[Exercise instructions]
Filter the data for lines with the word "photograph" and copy those lines.

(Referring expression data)
Segment Open

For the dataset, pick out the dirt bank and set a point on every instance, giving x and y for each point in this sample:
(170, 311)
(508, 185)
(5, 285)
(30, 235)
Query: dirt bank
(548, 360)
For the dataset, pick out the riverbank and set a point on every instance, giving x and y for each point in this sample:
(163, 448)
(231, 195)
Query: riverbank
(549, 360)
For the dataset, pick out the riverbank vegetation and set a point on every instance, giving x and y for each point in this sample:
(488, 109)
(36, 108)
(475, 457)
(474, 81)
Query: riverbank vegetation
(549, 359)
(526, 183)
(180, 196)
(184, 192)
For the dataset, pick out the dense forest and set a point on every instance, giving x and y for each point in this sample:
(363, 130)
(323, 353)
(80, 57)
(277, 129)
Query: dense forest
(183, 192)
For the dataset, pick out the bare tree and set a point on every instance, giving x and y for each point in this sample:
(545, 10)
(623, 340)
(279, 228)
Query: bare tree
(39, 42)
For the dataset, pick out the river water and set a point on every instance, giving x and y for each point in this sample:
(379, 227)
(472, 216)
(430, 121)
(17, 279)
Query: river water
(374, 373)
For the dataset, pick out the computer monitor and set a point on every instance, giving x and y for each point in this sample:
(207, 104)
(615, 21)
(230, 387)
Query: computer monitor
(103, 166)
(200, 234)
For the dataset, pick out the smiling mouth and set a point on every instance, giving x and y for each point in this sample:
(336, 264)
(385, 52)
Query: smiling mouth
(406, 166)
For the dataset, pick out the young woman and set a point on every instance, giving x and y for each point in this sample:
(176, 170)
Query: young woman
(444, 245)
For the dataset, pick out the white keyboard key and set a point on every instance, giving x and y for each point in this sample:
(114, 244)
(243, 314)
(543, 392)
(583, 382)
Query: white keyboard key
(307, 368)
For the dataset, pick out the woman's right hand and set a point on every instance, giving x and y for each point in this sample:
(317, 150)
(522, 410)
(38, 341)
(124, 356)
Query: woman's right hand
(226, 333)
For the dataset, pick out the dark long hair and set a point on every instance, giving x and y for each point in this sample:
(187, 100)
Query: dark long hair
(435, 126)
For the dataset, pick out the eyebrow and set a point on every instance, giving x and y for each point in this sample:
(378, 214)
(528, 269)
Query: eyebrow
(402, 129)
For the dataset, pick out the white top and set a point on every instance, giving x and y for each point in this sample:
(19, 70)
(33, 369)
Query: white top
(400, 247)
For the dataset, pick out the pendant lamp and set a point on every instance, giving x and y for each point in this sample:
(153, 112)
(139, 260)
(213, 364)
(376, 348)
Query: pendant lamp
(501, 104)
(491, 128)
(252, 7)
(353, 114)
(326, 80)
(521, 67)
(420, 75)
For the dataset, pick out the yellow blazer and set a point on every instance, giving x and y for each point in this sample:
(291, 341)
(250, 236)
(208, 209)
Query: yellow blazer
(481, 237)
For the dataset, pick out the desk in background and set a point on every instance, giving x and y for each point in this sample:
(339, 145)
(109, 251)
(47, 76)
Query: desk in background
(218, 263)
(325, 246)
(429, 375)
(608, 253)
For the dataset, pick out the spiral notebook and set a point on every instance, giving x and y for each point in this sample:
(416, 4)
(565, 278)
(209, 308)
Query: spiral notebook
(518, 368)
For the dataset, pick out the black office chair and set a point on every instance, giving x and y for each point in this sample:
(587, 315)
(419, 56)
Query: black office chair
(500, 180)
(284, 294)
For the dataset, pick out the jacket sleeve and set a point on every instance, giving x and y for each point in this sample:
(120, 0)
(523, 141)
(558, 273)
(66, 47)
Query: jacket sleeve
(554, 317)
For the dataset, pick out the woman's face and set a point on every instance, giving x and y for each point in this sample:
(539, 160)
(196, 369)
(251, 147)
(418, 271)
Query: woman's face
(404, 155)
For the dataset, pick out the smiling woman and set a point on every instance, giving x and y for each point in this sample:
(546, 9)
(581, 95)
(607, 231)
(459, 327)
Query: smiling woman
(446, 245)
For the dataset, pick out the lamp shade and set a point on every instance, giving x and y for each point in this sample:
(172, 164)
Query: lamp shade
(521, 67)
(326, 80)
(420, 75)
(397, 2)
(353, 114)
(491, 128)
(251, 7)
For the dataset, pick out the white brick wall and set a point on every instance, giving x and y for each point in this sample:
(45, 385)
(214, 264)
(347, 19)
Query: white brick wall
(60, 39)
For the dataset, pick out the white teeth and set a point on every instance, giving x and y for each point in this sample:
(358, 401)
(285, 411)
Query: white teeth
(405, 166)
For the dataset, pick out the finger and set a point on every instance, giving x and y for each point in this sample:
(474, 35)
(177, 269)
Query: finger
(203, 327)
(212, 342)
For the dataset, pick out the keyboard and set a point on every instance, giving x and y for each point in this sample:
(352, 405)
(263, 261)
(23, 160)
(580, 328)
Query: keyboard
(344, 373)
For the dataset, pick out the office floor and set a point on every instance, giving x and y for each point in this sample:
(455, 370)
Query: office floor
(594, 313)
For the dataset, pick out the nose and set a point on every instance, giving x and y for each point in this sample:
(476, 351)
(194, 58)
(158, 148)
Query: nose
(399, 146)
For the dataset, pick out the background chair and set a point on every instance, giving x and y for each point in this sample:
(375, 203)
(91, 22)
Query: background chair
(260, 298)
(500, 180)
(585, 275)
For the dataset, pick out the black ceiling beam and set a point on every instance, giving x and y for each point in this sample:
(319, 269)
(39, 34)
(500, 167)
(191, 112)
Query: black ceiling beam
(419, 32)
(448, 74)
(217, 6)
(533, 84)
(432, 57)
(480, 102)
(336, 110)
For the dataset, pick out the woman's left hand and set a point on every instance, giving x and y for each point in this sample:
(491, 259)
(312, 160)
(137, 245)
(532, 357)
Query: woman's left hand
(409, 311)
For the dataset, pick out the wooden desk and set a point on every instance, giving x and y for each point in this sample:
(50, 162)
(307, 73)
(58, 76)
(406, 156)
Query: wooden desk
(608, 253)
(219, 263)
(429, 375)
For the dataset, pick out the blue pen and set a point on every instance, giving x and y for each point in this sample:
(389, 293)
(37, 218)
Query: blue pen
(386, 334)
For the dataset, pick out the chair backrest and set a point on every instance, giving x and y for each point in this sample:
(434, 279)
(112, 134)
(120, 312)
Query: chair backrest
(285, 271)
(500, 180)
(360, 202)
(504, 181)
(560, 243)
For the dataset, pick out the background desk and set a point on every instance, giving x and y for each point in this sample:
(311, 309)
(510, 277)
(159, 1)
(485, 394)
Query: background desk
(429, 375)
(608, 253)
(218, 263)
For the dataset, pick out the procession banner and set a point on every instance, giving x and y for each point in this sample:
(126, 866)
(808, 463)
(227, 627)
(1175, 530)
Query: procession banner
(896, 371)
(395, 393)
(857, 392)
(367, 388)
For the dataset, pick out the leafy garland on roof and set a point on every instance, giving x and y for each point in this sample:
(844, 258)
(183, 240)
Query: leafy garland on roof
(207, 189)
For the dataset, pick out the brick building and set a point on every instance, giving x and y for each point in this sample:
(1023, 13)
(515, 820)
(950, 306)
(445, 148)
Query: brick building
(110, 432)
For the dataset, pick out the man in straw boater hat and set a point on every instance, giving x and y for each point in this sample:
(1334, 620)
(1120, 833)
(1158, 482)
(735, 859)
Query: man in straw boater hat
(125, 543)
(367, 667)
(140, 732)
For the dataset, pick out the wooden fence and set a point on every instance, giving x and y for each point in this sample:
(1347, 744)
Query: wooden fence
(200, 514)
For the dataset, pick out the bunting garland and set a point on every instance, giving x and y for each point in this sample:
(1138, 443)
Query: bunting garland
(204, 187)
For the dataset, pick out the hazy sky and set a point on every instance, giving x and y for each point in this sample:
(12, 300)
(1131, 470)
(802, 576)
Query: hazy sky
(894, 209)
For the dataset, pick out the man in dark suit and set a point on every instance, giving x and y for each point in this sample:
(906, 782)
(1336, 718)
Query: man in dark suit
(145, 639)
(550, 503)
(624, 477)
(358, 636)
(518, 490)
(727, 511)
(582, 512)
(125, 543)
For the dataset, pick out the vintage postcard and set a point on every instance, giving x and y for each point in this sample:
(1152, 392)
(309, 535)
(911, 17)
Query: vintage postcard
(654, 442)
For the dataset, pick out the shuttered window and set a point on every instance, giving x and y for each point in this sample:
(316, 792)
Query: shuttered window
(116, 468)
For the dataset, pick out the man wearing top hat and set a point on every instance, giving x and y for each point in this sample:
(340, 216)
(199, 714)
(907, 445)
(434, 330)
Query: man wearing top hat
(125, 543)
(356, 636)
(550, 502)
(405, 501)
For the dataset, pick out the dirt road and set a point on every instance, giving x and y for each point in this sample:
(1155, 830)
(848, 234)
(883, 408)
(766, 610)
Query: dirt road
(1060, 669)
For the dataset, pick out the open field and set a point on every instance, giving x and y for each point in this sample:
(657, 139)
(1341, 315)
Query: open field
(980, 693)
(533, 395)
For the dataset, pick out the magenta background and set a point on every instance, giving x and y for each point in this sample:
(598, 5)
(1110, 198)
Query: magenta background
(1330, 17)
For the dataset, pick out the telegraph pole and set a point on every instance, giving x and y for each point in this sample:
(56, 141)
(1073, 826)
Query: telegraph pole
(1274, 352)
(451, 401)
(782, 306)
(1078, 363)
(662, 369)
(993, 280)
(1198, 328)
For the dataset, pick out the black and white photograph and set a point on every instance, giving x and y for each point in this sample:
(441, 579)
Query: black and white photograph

Segment Closed

[Solution to the problem]
For the dataset, pick out the black and white photograph and set a point on every instance, giving x and y for each point in this sample:
Query: black and white photograph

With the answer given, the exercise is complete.